____ Статья

Гуманизация мифа в рассказе «Полеты тигра» Олега Краснова.

Mar 29, 2017 11:34

Кушнир Жозефина,
доктор филологии,
Академия наук Молдовы

Гуманизация мифа в рассказе «Полеты тигра» Олега Краснова.

Humanization of myth as a literary phenomenon formed by three dynamic constants (totem/non-totem dichotomy, the myth of laughter, the myth of non-totem-death’s abolition) is revealed in Flights of a Tiger by O. Krasnov. Individuality represented by the Ich-Form feels its absolute freedom, courage, omnipotence and affinity with harmony, but in a comic way does not dare to aspire it.
Key words: humanization of myth; totem/non-totem, or heaven (Paradise)-life / un-derworld (hell)-death dichotomy; the myth of laughter; the myth of non-totem-death’s aboli-tion.



Мы разрабатываем гуманизацию мифа как целостную авторскую концепцию , базирующуюся на осмыслении обширного комплекса трудов выдающихся ученых-гуманитариев и включающую в себя ряд особых понятий (в данной статье мы характеризуем их по мере использования).

________

Текст задания 1 » Воспроизведите статью о гуманизации мифа полностью, без каких-либо изменений.
Статья и строки данных никак не связаны между собой.

____ Строки данных

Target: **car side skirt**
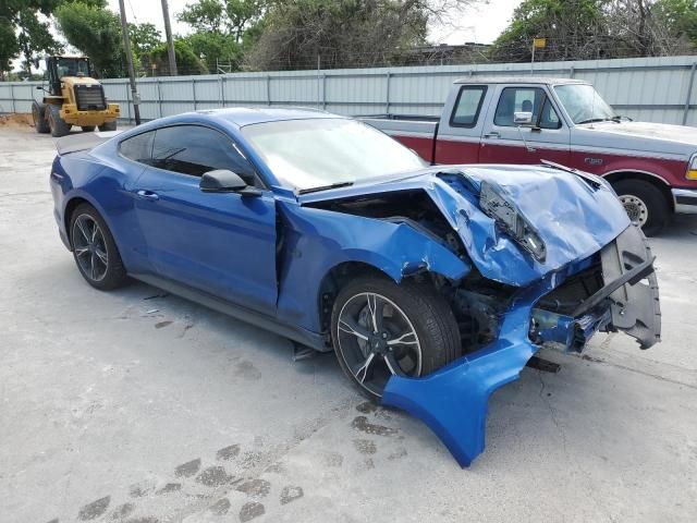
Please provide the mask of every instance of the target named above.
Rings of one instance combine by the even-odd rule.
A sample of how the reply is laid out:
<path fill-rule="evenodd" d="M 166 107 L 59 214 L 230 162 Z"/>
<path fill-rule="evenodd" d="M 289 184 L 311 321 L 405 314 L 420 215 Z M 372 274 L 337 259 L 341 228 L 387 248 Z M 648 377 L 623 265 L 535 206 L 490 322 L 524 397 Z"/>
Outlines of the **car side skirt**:
<path fill-rule="evenodd" d="M 157 287 L 172 294 L 181 296 L 185 300 L 195 302 L 205 307 L 211 308 L 222 314 L 227 314 L 228 316 L 241 319 L 242 321 L 246 321 L 247 324 L 252 324 L 265 330 L 269 330 L 278 336 L 288 338 L 302 345 L 310 346 L 316 351 L 330 352 L 332 350 L 332 348 L 328 346 L 328 344 L 325 342 L 326 337 L 321 333 L 313 332 L 303 329 L 302 327 L 283 324 L 272 316 L 268 316 L 242 305 L 221 300 L 220 297 L 213 296 L 212 294 L 209 294 L 207 292 L 199 291 L 198 289 L 194 289 L 166 278 L 154 275 L 138 273 L 129 273 L 129 276 L 149 285 Z"/>

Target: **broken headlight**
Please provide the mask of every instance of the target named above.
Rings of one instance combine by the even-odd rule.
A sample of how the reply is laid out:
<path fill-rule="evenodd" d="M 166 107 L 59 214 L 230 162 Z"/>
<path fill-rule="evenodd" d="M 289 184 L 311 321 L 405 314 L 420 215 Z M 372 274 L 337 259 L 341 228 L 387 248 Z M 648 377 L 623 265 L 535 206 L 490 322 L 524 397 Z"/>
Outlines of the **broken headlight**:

________

Текст задания 2 » Оформите строки данных как JSON-список строк, начиная со строки, содержащей «Target: **broken headlight**», и заканчивая последней строкой данных. Каждой строке соответствует одна строка списка, пустые строки не включайте.

Результат 1 »
Гуманизация мифа в рассказе «Полеты тигра» Олега Краснова.

Mar 29, 2017 11:34

Кушнир Жозефина,
доктор филологии,
Академия наук Молдовы

Гуманизация мифа в рассказе «Полеты тигра» Олега Краснова.

Humanization of myth as a literary phenomenon formed by three dynamic constants (totem/non-totem dichotomy, the myth of laughter, the myth of non-totem-death’s abolition) is revealed in Flights of a Tiger by O. Krasnov. Individuality represented by the Ich-Form feels its absolute freedom, courage, omnipotence and affinity with harmony, but in a comic way does not dare to aspire it.
Key words: humanization of myth; totem/non-totem, or heaven (Paradise)-life / un-derworld (hell)-death dichotomy; the myth of laughter; the myth of non-totem-death’s aboli-tion.



Мы разрабатываем гуманизацию мифа как целостную авторскую концепцию , базирующуюся на осмыслении обширного комплекса трудов выдающихся ученых-гуманитариев и включающую в себя ряд особых понятий (в данной статье мы характеризуем их по мере использования).

Результат 2 »
[
  "Target: **broken headlight**",
  "Please provide the mask of every instance of the target named above.",
  "Rings of one instance combine by the even-odd rule.",
  "A sample of how the reply is laid out:",
  "<path fill-rule=\"evenodd\" d=\"M 166 107 L 59 214 L 230 162 Z\"/>",
  "<path fill-rule=\"evenodd\" d=\"M 289 184 L 311 321 L 405 314 L 420 215 Z M 372 274 L 337 259 L 341 228 L 387 248 Z M 648 377 L 623 265 L 535 206 L 490 322 L 524 397 Z\"/>",
  "Outlines of the **broken headlight**:"
]